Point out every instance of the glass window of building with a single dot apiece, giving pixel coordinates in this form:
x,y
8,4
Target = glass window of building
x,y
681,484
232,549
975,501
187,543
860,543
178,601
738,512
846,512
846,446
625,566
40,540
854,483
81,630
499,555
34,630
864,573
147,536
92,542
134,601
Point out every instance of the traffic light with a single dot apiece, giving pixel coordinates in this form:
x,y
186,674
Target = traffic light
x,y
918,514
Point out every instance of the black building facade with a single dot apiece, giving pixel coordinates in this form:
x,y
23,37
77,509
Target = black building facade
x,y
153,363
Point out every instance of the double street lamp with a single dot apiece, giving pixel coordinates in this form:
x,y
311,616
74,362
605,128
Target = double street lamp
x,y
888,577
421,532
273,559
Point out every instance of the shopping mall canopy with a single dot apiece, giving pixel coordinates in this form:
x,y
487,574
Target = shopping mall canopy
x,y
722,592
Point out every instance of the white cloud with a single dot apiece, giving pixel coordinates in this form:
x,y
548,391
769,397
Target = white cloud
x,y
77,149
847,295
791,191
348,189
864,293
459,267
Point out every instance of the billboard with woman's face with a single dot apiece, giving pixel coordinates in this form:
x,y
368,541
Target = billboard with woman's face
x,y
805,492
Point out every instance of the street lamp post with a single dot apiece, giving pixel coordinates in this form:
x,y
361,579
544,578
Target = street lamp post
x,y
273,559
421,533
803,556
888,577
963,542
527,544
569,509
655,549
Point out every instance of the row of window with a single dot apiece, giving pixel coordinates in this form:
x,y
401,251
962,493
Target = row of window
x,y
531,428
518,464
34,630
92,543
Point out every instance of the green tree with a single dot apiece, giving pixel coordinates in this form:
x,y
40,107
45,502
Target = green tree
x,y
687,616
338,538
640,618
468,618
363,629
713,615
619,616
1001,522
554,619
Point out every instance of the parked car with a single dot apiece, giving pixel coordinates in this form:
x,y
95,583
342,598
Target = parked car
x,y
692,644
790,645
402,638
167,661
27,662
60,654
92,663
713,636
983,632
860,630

- **Task objective**
Output the lines from the line containing "Point out every instance of the row" to the end, both included; add nothing.

- **Solution for this exercise**
Point out every instance of the row of window with a single dot apiece, giving pixel coordinates in this form:
x,y
401,251
962,493
Target = row of window
x,y
531,428
518,464
34,630
92,543
Point out every instance of the green tree with a single dot apiece, giving pixel coordinates in this form:
x,y
40,107
45,502
Target = green tree
x,y
687,616
338,538
640,618
468,618
363,629
713,615
619,616
1001,522
554,619
Point out every instance of the parked car with a single dot apiece, giving pixel coordinates in this form:
x,y
95,583
342,598
Target = parked car
x,y
692,644
790,645
402,638
167,661
27,662
60,654
92,663
713,636
983,632
860,630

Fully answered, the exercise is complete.